DIRECTIONS: Your task is to restate the data word for word.

--- start of MATERIAL FOR THE TASK ---

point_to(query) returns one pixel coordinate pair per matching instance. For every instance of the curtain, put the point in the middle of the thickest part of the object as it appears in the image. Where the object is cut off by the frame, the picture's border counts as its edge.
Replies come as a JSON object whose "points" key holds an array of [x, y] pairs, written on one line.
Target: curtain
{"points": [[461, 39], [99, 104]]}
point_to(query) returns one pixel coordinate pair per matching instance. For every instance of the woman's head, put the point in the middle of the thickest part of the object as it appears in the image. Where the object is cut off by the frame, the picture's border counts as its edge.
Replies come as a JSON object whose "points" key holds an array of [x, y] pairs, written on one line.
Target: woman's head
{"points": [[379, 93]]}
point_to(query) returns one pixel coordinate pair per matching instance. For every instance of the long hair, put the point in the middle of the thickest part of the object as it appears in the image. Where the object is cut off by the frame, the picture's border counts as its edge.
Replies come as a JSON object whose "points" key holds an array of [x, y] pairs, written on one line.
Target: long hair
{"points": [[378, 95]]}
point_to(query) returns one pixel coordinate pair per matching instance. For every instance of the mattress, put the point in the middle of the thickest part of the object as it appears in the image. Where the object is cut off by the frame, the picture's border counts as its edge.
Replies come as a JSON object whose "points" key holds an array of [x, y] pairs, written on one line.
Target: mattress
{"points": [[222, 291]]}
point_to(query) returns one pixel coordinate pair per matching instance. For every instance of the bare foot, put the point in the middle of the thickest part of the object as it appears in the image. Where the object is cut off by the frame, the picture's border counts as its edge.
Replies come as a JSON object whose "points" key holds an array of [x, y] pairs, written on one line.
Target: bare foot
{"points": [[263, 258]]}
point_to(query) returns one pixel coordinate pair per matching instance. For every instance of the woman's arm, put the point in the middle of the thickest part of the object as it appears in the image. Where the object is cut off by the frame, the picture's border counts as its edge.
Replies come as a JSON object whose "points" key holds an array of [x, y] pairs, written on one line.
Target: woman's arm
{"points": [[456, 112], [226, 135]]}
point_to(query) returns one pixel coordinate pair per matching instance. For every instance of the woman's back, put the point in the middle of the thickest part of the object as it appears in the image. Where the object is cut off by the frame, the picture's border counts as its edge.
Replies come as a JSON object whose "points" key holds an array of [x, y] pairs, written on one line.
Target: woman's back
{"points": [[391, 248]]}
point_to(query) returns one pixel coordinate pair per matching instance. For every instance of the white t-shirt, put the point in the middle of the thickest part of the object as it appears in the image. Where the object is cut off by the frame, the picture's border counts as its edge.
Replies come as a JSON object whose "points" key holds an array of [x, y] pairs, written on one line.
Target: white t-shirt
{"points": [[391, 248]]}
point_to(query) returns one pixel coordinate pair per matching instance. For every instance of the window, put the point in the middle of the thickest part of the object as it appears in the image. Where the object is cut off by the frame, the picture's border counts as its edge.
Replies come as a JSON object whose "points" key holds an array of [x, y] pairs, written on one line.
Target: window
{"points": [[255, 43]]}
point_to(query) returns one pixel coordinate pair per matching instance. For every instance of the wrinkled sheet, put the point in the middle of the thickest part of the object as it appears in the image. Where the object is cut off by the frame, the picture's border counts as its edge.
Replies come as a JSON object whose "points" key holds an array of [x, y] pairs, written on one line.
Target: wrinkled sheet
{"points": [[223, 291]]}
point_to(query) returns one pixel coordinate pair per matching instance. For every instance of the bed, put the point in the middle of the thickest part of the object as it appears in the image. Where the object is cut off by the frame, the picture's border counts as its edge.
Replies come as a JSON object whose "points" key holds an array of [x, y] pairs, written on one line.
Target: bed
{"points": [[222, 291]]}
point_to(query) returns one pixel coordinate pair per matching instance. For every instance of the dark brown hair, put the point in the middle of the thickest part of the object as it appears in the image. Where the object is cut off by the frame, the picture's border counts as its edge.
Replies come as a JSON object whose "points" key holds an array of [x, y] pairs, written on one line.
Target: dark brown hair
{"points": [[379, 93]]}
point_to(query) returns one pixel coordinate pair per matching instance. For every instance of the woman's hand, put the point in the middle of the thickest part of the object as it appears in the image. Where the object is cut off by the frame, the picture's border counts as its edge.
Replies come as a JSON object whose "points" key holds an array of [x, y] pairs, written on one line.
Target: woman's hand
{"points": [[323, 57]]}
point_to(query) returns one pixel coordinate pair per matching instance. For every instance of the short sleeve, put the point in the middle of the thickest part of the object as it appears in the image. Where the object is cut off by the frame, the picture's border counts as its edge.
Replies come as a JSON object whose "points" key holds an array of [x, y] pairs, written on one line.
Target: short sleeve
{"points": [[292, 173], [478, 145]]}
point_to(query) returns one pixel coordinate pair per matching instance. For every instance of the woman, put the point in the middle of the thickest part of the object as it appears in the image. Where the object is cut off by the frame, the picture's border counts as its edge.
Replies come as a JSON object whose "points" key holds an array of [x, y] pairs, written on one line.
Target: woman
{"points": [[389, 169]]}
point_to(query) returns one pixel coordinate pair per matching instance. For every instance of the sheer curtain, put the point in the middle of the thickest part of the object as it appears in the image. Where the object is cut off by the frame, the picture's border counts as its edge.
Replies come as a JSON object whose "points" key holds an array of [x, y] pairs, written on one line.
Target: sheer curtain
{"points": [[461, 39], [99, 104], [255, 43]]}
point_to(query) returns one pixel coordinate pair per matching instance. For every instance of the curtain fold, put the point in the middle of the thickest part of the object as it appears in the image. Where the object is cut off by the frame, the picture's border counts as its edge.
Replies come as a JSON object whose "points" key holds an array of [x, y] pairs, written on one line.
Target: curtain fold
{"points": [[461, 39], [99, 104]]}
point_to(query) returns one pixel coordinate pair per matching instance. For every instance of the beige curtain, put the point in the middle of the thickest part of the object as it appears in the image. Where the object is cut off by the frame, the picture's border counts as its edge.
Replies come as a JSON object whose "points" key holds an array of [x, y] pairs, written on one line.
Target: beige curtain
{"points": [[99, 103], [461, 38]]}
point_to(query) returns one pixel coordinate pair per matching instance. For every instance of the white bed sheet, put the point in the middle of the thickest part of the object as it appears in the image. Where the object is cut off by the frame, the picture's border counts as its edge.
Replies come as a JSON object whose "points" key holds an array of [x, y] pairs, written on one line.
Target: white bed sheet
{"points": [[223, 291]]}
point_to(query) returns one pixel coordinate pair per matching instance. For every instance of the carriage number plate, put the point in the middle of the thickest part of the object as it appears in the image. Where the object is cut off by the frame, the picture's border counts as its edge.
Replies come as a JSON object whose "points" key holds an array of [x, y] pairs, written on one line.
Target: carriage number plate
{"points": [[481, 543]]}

--- end of MATERIAL FOR THE TASK ---

WRITTEN RESPONSE:
point_to(query) returns one pixel coordinate pair per matching instance. For every instance of the curtain, put the point in the middle of the thickest part of the object as it appears in the image. Where the object is cut off by the frame, the picture's border counts as its edge.
Replies come as a JSON object whose "points" key holds an array of [x, y] pairs, written on one line.
Target: curtain
{"points": [[461, 39], [99, 104]]}
point_to(query) returns one pixel coordinate pair per matching instance. For every instance of the woman's head, put the point in the middle of the thickest part of the object as it appears in the image. Where the object is cut off by the frame, the picture's border counts as its edge.
Replies come as a JSON object whose "points" key holds an array of [x, y] pairs, written on one line.
Target: woman's head
{"points": [[379, 93]]}
point_to(query) returns one pixel coordinate pair per matching instance. For every instance of the long hair, put the point in the middle of the thickest part of the object as it appears in the image. Where the object is cut off by the frame, the picture's border counts as its edge.
Replies come as a JSON object whose "points" key holds an array of [x, y] pairs, written on one line.
Target: long hair
{"points": [[378, 95]]}
point_to(query) returns one pixel coordinate pair per matching instance. For every instance of the mattress, put the point in the middle of the thickest part of the object as it appears in the image. Where the object is cut off by the frame, the picture's border counts as its edge.
Replies come as a JSON object whose "points" key holds an array of [x, y] pairs, written on one line.
Target: mattress
{"points": [[222, 291]]}
point_to(query) returns one pixel coordinate pair per matching instance. For every instance of the bare foot, put the point in the middle of the thickest part of the object as it appears in the image. Where the object is cut off by the frame, the picture's border counts as its edge.
Replies come as a JSON object whose "points" key holds an array of [x, y] pairs, written on one line.
Target: bare foot
{"points": [[263, 258]]}
point_to(query) returns one pixel coordinate pair per matching instance. For every instance of the woman's arm, put the point in the middle of the thickest part of the object as it appears in the image. Where the object is cut off by the frame, the picture's border counts as its edge.
Replies come as a JSON object whose "points" key holds an array of [x, y] pairs, written on one line.
Target: woman's arm
{"points": [[456, 112], [226, 135]]}
point_to(query) returns one pixel coordinate pair per matching instance. For every instance of the woman's back, put the point in the middle of the thickest part of the object as it appears in the image. Where the object is cut off by the frame, the picture's border counts as its edge.
Replies come as a JSON object whose "points" key holds an array of [x, y] pairs, written on one line.
Target: woman's back
{"points": [[391, 248]]}
point_to(query) returns one pixel coordinate pair per matching instance. For every instance of the white t-shirt, put the point in the middle of the thickest part of the object as it appears in the image. Where the object is cut off by the frame, the picture's border counts as its edge.
Replies come as a JSON object whose "points" key holds an array of [x, y] pairs, written on one line.
Target: white t-shirt
{"points": [[391, 248]]}
point_to(query) returns one pixel coordinate pair per matching instance. For every instance of the window, put the point in the middle of the thickest part of the object as it appears in the image. Where the object is cut off by the frame, the picture's border counts as its edge.
Replies come as a JSON object whose "points" key holds an array of [x, y] pairs, written on one line.
Target: window
{"points": [[255, 43]]}
point_to(query) returns one pixel coordinate pair per matching instance. For every instance of the wrinkled sheet, put the point in the middle of the thickest part of the object as it appears in the image. Where the object is cut off by the frame, the picture's border counts as its edge.
Replies come as a JSON object whose "points" key holds an array of [x, y] pairs, written on one line.
Target: wrinkled sheet
{"points": [[223, 291]]}
point_to(query) returns one pixel coordinate pair per matching instance. For every instance of the bed, put the point in the middle of the thickest part of the object as it appears in the image. Where the object is cut off by the frame, the picture's border counts as its edge.
Replies come as a JSON object whose "points" key holds an array of [x, y] pairs, written on one line.
Target: bed
{"points": [[222, 291]]}
point_to(query) returns one pixel coordinate pair per matching instance. For every instance of the dark brown hair, put the point in the middle of the thickest part of the object as it appears in the image. Where the object is cut off by the frame, the picture's border counts as its edge.
Replies come as a JSON object whose "points" key holds an array of [x, y] pairs, written on one line.
Target: dark brown hair
{"points": [[379, 93]]}
point_to(query) returns one pixel coordinate pair per matching instance. For every instance of the woman's hand, put the point in the middle of the thickest part of the object as it appears in the image. Where the object is cut off by the frame, the picture's border counts as its edge.
Replies come as a JSON object whose "points" key holds an array of [x, y] pairs, written on one line.
Target: woman's hand
{"points": [[323, 57]]}
point_to(query) returns one pixel coordinate pair per matching instance. For every instance of the short sleeve, put the point in the middle of the thickest part of the object as it appears in the image. Where the object is cut off by the frame, the picture's border counts as its edge.
Replies come as a JSON object whose "points" key holds an array of [x, y] pairs, written on one line.
Target: short sleeve
{"points": [[292, 173], [478, 145]]}
point_to(query) returns one pixel coordinate pair per matching instance. For every instance of the woman, put the point in the middle of the thickest part of the object as it appears in the image. Where the object is cut off by the frame, the picture's border counts as its edge.
Replies come as a JSON object whose "points" key holds an array of [x, y] pairs, written on one line.
Target: woman
{"points": [[389, 169]]}
point_to(query) returns one pixel coordinate pair per matching instance. For every instance of the sheer curtain, put the point in the middle of the thickest part of the object as it appears in the image. Where the object is cut off by the frame, the picture's border counts as its edge.
Replies come as a JSON object whose "points" key holds an array of [x, y] pairs, written on one line.
Target: sheer curtain
{"points": [[461, 39], [99, 104], [255, 43]]}
point_to(query) returns one pixel coordinate pair per matching instance. For every instance of the curtain fold, put the point in the middle of the thickest part of the object as it appears in the image. Where the object is cut off by the frame, the picture's border counts as its edge.
Replies come as a JSON object whose "points" key holds an array of [x, y] pairs, written on one line.
Target: curtain fold
{"points": [[461, 39], [99, 104]]}
point_to(query) returns one pixel coordinate pair per matching instance. For every instance of the beige curtain, put the point in the middle of the thickest part of the object as it appears in the image. Where the object is cut off by the frame, the picture's border counts as its edge.
Replies come as a JSON object whose "points" key holds an array of [x, y] pairs, written on one line.
Target: beige curtain
{"points": [[99, 103], [461, 38]]}
point_to(query) returns one pixel coordinate pair per matching instance. For every instance of the white bed sheet, put the point in the middle of the thickest part of the object as it appears in the image. Where the object is cut off by the frame, the picture's border counts as its edge.
Replies come as a JSON object whose "points" key holds an array of [x, y] pairs, written on one line.
Target: white bed sheet
{"points": [[223, 291]]}
point_to(query) returns one pixel coordinate pair per matching instance. For every instance of the carriage number plate, put the point in the middle of the thickest part of the object as it appears in the image. Where the object is cut off by the frame, the picture's border counts as its edge.
Replies come as a JSON object whose "points" key holds an array of [x, y] pairs, written on one line.
Target: carriage number plate
{"points": [[481, 543]]}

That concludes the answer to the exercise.